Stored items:
== Segment start ==

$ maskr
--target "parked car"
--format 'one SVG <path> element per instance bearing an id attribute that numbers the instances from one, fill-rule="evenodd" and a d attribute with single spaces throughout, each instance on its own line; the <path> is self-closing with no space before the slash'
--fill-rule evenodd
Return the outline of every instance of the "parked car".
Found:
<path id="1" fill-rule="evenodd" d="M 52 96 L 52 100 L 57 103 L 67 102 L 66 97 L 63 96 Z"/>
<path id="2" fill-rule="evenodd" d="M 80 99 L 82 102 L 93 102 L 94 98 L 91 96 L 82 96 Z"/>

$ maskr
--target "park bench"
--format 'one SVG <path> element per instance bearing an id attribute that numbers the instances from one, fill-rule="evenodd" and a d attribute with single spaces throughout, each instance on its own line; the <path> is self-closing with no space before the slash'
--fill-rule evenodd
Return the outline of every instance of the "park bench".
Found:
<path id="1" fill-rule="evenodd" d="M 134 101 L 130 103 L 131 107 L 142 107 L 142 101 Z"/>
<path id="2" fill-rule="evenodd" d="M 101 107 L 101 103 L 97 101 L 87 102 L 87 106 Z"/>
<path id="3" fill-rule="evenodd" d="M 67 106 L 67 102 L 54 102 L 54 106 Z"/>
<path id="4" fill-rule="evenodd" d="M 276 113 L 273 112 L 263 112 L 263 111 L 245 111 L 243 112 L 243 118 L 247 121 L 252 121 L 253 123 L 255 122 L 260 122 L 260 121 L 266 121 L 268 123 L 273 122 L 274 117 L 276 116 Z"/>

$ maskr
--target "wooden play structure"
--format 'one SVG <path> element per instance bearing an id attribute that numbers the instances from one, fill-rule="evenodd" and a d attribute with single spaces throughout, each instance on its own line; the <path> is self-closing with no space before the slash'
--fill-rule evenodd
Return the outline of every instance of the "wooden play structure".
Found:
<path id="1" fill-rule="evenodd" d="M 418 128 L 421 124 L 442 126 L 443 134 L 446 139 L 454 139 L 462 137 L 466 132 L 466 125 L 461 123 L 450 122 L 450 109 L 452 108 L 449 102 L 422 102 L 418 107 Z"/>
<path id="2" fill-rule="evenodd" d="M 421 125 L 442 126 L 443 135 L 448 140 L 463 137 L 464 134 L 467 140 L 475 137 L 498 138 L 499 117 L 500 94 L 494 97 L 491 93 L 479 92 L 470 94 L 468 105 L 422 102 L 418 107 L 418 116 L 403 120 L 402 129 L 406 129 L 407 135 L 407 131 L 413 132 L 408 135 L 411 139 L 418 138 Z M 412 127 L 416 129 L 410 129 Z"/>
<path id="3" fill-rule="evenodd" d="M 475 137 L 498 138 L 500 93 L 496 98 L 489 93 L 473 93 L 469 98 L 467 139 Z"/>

== Segment end ==

YOUR OBJECTIVE: Exactly as they appear above, set down all of the records once more.

EXERCISE SOLUTION:
$ maskr
--target "parked car"
--format 'one SVG <path> element per instance bearing an id attribute that numbers the instances from one, fill-rule="evenodd" and a d attribute with single spaces throughout, each instance on its own line; the <path> is self-closing with no space before the slash'
--fill-rule evenodd
Return the outline of every instance of the "parked car".
Found:
<path id="1" fill-rule="evenodd" d="M 52 96 L 52 100 L 57 103 L 67 102 L 66 97 L 63 96 Z"/>
<path id="2" fill-rule="evenodd" d="M 80 99 L 82 102 L 93 102 L 94 98 L 91 96 L 82 96 Z"/>

$ maskr
--target "park bench"
--format 'one SVG <path> element per instance bearing an id attribute that numbers the instances from one, fill-rule="evenodd" and a d attribute with single spaces throughout, each instance on its own line; the <path> is self-closing with no space before the slash'
--fill-rule evenodd
Return the outline of every instance of the "park bench".
Found:
<path id="1" fill-rule="evenodd" d="M 134 101 L 130 103 L 131 107 L 142 107 L 142 101 Z"/>
<path id="2" fill-rule="evenodd" d="M 101 107 L 101 103 L 97 101 L 87 102 L 87 106 Z"/>
<path id="3" fill-rule="evenodd" d="M 67 106 L 67 102 L 54 102 L 54 106 Z"/>
<path id="4" fill-rule="evenodd" d="M 276 113 L 273 112 L 263 112 L 263 111 L 245 111 L 243 112 L 243 118 L 247 121 L 252 121 L 253 123 L 255 122 L 260 122 L 260 121 L 266 121 L 268 123 L 273 122 L 274 117 L 276 116 Z"/>

$ maskr
--target "wooden play structure"
--format 'one SVG <path> element per instance bearing an id attribute that numbers the instances from one, fill-rule="evenodd" and a d attribute with single spaces throughout, each instance on its own line; the <path> is self-closing with no space before the slash'
--fill-rule evenodd
Return the outline of every instance of the "wooden play structure".
Found:
<path id="1" fill-rule="evenodd" d="M 418 128 L 421 124 L 442 126 L 443 134 L 446 139 L 454 139 L 462 137 L 466 132 L 466 125 L 461 123 L 450 122 L 450 109 L 452 108 L 449 102 L 422 102 L 418 107 Z"/>
<path id="2" fill-rule="evenodd" d="M 421 125 L 442 126 L 443 135 L 448 140 L 463 137 L 464 134 L 467 140 L 475 137 L 498 138 L 499 117 L 500 94 L 494 97 L 491 93 L 479 92 L 470 94 L 468 105 L 422 102 L 418 107 L 418 116 L 403 120 L 402 129 L 406 129 L 407 135 L 407 131 L 413 132 L 408 135 L 411 139 L 418 138 Z M 412 127 L 416 129 L 410 129 Z"/>
<path id="3" fill-rule="evenodd" d="M 475 137 L 498 138 L 500 93 L 496 98 L 489 93 L 473 93 L 469 98 L 467 139 Z"/>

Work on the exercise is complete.